** begin RECORDS SUPPLIED **
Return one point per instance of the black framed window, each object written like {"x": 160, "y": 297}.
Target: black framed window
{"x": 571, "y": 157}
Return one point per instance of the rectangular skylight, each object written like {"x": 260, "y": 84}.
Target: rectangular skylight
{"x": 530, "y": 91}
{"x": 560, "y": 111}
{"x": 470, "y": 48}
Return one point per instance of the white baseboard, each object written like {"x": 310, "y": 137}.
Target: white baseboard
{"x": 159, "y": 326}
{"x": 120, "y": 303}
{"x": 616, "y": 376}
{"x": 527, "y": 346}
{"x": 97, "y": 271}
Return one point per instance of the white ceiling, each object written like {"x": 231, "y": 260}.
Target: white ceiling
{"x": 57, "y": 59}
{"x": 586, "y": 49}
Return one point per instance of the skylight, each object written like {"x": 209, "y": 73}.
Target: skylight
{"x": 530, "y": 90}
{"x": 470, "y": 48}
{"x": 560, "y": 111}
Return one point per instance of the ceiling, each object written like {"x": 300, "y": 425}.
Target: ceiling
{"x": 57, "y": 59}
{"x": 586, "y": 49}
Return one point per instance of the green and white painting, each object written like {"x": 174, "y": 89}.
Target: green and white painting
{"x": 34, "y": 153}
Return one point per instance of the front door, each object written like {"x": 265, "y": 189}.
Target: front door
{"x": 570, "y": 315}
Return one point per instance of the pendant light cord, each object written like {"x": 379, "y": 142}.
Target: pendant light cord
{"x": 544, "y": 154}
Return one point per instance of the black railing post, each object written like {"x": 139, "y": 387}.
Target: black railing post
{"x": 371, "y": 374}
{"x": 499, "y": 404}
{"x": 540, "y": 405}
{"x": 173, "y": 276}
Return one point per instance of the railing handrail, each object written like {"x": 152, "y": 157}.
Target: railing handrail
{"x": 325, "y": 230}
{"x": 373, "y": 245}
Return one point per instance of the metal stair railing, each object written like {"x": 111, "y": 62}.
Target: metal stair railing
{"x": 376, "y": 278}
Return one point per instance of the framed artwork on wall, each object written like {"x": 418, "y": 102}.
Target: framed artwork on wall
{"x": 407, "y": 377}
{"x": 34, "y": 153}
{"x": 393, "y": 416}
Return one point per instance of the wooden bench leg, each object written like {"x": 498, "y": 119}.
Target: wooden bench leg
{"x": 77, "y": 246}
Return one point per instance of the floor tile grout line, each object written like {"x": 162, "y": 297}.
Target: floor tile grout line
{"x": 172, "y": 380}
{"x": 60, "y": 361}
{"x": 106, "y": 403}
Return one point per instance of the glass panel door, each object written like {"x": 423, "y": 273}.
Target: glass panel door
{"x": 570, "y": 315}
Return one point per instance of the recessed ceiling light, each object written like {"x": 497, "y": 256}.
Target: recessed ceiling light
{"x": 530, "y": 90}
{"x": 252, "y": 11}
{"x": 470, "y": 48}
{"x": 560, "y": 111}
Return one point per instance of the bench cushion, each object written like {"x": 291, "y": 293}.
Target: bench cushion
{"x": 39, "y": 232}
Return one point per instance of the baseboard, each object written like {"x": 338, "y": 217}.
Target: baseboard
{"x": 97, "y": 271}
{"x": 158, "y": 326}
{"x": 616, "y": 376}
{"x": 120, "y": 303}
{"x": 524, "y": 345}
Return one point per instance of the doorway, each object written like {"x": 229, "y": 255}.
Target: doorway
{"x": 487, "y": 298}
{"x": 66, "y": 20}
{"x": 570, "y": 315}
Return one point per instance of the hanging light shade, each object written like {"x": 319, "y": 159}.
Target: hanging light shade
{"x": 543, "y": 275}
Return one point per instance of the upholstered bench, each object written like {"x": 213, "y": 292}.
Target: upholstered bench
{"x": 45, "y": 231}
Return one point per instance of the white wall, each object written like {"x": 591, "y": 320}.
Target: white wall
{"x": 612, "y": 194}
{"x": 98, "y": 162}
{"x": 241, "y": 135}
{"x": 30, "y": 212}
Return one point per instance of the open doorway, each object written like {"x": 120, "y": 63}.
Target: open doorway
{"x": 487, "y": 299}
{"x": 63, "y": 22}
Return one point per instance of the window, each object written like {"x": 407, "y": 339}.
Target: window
** end RECORDS SUPPLIED **
Send back exactly the lines from the line with "Return one point per instance of the upholstered" through the end of the records.

Return one point per instance of the upholstered bench, each object written like {"x": 213, "y": 292}.
Target: upholstered bench
{"x": 45, "y": 231}
Return one point per instance of the white wall, each object written like {"x": 591, "y": 320}.
Target: white wall
{"x": 612, "y": 194}
{"x": 98, "y": 162}
{"x": 241, "y": 135}
{"x": 30, "y": 212}
Return one point per instance of the open doorway, each object written like {"x": 120, "y": 63}.
Target: open doorway
{"x": 487, "y": 299}
{"x": 63, "y": 22}
Return one point per instance of the window, each object written like {"x": 407, "y": 339}.
Target: window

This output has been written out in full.